| Short task |
From the listing below, copy out word for word the part that opens with the line containing "evergreen tree, one point per instance." and closes with the line containing "[[338, 238]]".
* BEGIN Exercise inputs *
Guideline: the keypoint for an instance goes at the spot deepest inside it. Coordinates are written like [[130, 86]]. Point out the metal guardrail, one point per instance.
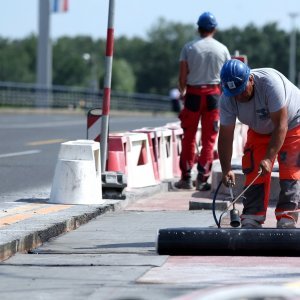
[[31, 95]]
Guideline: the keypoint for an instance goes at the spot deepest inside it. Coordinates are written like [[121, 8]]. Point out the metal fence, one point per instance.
[[30, 95]]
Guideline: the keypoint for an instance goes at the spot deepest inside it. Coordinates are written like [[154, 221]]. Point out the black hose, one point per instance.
[[214, 205]]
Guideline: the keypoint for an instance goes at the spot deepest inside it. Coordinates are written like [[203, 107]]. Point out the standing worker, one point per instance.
[[266, 101], [199, 83]]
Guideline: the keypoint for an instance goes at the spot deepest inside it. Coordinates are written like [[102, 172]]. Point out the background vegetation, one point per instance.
[[140, 65]]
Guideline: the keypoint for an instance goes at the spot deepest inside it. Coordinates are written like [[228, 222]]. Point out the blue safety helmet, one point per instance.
[[207, 21], [234, 77]]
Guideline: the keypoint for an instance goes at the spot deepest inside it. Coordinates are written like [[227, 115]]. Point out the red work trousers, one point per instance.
[[200, 103], [257, 196]]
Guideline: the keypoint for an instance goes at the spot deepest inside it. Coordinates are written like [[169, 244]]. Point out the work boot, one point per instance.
[[201, 184], [184, 183], [250, 224], [286, 223]]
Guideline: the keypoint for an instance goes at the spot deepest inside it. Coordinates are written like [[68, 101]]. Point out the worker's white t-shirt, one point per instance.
[[272, 91], [205, 58]]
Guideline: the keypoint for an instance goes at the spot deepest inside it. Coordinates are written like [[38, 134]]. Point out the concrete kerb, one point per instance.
[[31, 233]]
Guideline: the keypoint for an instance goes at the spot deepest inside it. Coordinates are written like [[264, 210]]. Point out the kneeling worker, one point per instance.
[[266, 101]]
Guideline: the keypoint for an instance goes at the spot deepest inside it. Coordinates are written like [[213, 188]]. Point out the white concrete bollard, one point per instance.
[[77, 177]]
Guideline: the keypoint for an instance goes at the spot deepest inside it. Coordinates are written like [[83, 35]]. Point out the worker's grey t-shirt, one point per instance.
[[272, 91], [205, 58]]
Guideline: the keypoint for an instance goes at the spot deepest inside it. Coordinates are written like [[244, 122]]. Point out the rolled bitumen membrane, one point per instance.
[[228, 241]]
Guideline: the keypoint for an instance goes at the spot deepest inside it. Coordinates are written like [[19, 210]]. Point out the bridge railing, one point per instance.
[[30, 95]]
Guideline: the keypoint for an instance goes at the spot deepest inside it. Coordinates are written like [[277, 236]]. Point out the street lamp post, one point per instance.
[[292, 64]]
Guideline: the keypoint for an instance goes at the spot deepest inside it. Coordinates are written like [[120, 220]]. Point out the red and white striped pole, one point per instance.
[[107, 84]]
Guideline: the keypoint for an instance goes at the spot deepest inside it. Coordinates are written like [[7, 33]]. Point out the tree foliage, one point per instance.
[[140, 65]]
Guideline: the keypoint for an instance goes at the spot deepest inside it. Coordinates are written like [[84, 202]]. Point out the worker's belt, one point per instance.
[[203, 86]]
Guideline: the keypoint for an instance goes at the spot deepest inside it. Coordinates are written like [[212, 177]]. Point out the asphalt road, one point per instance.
[[30, 144]]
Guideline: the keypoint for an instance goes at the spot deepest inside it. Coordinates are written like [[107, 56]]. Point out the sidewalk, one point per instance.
[[27, 223], [113, 256]]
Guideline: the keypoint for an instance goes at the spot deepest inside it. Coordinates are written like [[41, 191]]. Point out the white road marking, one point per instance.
[[19, 153]]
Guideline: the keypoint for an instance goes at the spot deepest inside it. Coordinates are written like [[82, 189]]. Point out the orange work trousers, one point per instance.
[[257, 196]]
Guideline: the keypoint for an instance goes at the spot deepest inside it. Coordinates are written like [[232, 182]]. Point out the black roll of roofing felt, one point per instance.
[[228, 241]]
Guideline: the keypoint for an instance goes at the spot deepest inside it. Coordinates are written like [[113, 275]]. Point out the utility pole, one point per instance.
[[292, 65], [44, 55]]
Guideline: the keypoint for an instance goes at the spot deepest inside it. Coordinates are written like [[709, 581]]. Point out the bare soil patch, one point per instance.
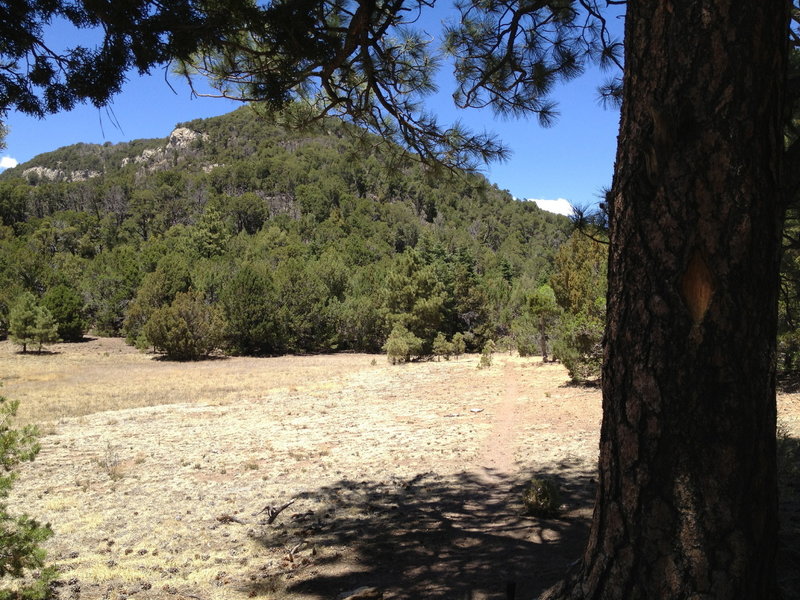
[[406, 478]]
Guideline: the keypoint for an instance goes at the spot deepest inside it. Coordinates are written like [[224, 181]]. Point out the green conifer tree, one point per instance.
[[20, 553]]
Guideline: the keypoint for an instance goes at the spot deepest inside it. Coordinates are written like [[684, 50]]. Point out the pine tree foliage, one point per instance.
[[23, 574], [31, 323]]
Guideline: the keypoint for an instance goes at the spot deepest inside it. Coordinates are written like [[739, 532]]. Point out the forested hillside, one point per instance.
[[271, 241]]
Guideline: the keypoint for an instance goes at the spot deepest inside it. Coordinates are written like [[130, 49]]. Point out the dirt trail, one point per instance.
[[496, 458]]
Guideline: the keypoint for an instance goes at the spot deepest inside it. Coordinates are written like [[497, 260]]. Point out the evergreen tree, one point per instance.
[[31, 323], [66, 306], [20, 550], [187, 329], [249, 305], [402, 345]]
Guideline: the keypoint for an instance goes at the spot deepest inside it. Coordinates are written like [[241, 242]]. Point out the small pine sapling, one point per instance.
[[23, 575], [487, 355]]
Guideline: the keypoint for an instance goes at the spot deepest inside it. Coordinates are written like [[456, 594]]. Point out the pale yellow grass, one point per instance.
[[105, 374], [142, 460]]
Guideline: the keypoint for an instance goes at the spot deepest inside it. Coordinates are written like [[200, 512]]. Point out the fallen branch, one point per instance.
[[272, 512]]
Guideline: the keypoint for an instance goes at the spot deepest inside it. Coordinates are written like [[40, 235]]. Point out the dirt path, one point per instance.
[[496, 457], [399, 483]]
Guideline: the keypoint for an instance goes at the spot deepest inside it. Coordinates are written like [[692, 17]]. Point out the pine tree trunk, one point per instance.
[[687, 502]]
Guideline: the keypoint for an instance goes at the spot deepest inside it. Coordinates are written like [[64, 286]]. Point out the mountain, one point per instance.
[[338, 238]]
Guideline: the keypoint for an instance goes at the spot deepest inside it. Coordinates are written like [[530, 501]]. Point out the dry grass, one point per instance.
[[105, 374], [408, 478]]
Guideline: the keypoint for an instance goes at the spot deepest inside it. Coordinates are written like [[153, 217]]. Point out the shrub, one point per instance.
[[22, 571], [441, 347], [579, 345], [487, 355], [459, 344], [526, 336], [187, 329], [30, 323], [402, 345], [66, 306], [542, 497]]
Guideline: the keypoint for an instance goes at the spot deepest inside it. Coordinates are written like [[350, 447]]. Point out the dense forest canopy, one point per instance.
[[297, 242]]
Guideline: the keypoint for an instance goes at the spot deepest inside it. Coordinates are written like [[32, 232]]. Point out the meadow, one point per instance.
[[158, 477]]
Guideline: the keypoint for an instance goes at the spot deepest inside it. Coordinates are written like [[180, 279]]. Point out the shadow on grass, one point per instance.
[[432, 537]]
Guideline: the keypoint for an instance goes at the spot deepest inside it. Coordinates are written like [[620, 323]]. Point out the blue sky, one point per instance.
[[573, 159]]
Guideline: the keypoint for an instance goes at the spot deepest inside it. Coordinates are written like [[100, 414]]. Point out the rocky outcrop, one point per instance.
[[58, 174]]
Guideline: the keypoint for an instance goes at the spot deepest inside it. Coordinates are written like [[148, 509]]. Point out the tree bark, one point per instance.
[[686, 503]]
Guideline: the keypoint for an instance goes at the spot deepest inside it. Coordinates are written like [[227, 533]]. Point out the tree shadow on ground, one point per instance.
[[449, 537]]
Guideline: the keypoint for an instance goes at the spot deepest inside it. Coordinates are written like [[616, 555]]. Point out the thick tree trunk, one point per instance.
[[687, 502]]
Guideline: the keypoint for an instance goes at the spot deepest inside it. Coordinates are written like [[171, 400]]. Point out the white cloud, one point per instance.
[[6, 162], [559, 205]]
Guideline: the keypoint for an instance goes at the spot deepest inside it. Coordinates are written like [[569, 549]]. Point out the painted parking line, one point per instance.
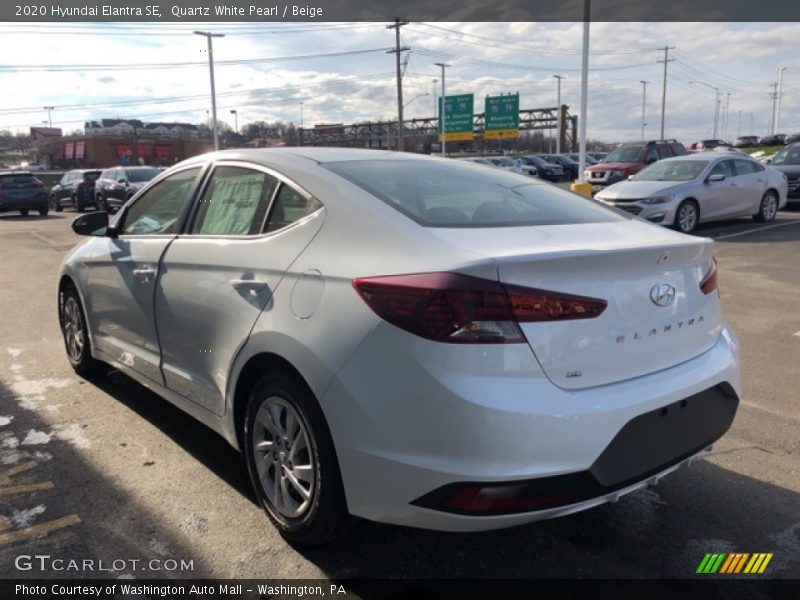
[[757, 229], [39, 529]]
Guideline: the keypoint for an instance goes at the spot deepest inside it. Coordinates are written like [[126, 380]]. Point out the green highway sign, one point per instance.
[[458, 118], [501, 118]]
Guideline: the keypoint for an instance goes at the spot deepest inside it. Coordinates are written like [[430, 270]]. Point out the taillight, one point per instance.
[[709, 282], [459, 309]]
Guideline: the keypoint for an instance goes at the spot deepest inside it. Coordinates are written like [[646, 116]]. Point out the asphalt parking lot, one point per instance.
[[109, 471]]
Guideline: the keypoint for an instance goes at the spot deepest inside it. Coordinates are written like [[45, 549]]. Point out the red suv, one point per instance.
[[628, 159]]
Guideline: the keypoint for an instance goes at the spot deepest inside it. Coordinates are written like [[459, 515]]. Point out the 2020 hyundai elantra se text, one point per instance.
[[413, 340]]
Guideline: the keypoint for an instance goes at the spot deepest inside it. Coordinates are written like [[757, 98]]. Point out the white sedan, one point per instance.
[[684, 191], [407, 339]]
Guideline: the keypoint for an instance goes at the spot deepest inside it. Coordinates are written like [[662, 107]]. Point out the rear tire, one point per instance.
[[76, 337], [284, 426], [768, 208], [687, 216]]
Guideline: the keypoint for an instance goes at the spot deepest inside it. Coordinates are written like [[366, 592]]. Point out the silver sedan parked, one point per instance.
[[686, 190]]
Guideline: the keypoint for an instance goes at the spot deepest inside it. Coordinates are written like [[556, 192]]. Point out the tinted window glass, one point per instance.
[[234, 202], [744, 167], [139, 175], [455, 194], [289, 206], [672, 170], [157, 211], [625, 154], [724, 167]]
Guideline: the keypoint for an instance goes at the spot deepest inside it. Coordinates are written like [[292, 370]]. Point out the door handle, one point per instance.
[[144, 273], [248, 284]]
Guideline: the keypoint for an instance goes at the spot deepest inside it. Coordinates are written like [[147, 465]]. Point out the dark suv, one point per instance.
[[22, 191], [75, 189], [628, 159], [118, 184]]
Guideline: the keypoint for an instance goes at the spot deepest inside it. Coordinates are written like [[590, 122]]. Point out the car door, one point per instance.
[[716, 197], [751, 183], [249, 225], [121, 281]]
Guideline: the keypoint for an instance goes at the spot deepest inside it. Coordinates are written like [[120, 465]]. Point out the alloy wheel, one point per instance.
[[284, 458]]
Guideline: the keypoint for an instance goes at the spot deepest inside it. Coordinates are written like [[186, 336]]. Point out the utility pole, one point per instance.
[[725, 115], [235, 114], [398, 23], [644, 100], [774, 95], [666, 61], [558, 114], [210, 35], [780, 95], [443, 118], [435, 98]]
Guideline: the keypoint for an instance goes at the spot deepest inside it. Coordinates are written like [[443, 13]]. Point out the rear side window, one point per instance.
[[234, 202], [453, 194], [290, 206], [17, 178]]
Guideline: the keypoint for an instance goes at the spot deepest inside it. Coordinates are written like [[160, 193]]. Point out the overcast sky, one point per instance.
[[486, 58]]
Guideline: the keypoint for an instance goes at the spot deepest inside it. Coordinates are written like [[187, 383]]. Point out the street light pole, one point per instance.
[[208, 36], [716, 104], [558, 114], [644, 101], [235, 114], [444, 115]]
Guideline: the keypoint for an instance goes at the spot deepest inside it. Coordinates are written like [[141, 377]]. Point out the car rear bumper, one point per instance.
[[30, 203], [407, 428]]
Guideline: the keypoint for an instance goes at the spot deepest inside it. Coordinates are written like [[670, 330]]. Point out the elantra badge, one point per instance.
[[662, 294]]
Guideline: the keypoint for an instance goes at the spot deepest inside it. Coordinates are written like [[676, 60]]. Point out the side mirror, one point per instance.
[[93, 224]]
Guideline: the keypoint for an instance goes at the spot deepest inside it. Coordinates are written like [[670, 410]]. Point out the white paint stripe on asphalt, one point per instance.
[[776, 225]]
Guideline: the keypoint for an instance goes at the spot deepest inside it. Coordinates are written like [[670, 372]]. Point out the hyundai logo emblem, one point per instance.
[[662, 294]]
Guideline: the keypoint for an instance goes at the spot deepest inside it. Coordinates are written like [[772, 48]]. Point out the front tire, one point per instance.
[[292, 461], [687, 216], [76, 336], [768, 208]]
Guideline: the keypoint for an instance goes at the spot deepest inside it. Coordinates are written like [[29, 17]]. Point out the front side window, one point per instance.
[[157, 211], [454, 194], [289, 206], [744, 167], [234, 202]]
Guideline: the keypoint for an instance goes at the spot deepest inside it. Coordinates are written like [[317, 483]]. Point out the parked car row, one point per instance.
[[107, 190]]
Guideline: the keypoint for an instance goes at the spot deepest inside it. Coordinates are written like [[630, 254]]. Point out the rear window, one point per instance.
[[17, 178], [625, 154], [454, 194]]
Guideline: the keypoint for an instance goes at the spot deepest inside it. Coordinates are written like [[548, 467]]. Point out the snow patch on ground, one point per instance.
[[23, 518], [35, 437], [74, 434]]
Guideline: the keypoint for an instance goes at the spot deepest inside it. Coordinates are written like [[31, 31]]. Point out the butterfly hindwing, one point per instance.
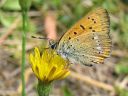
[[88, 41]]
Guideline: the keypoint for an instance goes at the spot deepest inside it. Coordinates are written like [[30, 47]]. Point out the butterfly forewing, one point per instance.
[[88, 41]]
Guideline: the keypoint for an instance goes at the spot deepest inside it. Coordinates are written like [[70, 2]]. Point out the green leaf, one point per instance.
[[121, 91], [11, 5]]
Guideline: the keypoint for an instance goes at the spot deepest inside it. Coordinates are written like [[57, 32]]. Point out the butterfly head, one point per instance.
[[52, 44]]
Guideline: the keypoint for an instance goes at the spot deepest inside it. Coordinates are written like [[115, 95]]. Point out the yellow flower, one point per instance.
[[49, 66]]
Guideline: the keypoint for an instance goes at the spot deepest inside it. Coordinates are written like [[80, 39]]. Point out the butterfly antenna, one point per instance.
[[40, 38]]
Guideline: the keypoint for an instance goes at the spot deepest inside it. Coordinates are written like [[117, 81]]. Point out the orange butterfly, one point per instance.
[[88, 42]]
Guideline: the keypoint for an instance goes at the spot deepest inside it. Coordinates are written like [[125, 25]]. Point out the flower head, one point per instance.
[[48, 66]]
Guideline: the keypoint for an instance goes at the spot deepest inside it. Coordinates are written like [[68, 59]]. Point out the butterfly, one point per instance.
[[88, 42]]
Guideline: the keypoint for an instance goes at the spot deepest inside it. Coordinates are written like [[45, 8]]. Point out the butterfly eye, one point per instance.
[[54, 46]]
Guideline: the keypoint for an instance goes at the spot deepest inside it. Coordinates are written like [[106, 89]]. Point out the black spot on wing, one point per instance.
[[82, 27], [75, 33]]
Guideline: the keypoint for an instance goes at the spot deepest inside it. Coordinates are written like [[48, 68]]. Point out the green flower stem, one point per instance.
[[25, 29], [44, 88]]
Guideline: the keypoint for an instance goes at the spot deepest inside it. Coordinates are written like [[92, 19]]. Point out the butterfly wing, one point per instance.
[[88, 41]]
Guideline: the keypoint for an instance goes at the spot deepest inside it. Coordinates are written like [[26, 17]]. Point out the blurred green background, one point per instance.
[[67, 13]]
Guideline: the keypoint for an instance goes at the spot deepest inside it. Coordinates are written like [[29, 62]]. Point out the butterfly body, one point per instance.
[[88, 41]]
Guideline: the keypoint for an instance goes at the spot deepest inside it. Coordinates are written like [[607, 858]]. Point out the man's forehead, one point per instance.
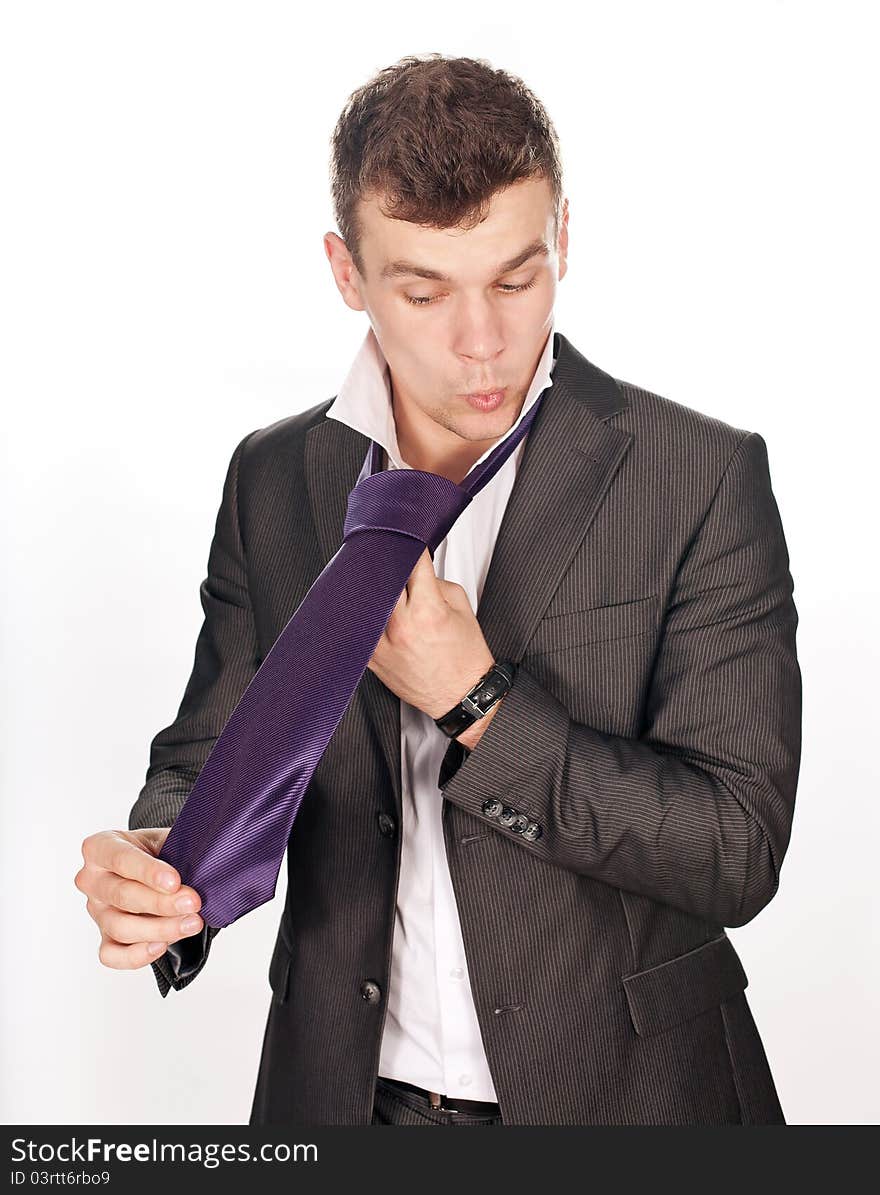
* END Exercise inputs *
| Output for this exercise |
Guideline: the keypoint for an instance goes at the spot deepest inside it. Coordinates are written like [[497, 260]]. Point out the evergreen tree, one point per instance.
[[31, 323], [66, 306], [20, 550], [187, 329], [249, 305], [402, 345]]
Guideline: the keypoint for an instance goes at the spot deepest inside it. Coordinates are written like [[241, 242]]. Point out the small pine sapling, one point per instance.
[[23, 575], [487, 355]]
Guideline: the keypoint for an instance goes at the spot deepest inside it. Coordinates are written like [[456, 594]]. Point out the pale yellow grass, one point per instance.
[[105, 374], [142, 460]]
Guideline: the keypoint for an instance goes at the spot deepest inside it. Coordinates are written like [[200, 512]]. Point out the fallen branch, one point per instance.
[[272, 512]]
Guideline: the keypoint for an instance goes at the spot deepest inside it. Coordinates are written like [[40, 235]]. Point out the dirt path, one point per instance.
[[496, 457], [399, 483]]
Guideline: the keypoint for an instance goes at the spot deepest inside it. Coordinates are written like [[692, 17]]. Point out the pine tree trunk, one point per instance.
[[687, 502]]
Guideline: the keypoint for an instance goes at the spot deepest inside it. Coordinates are written like [[64, 286]]. Point out the mountain, one point per instance.
[[338, 238]]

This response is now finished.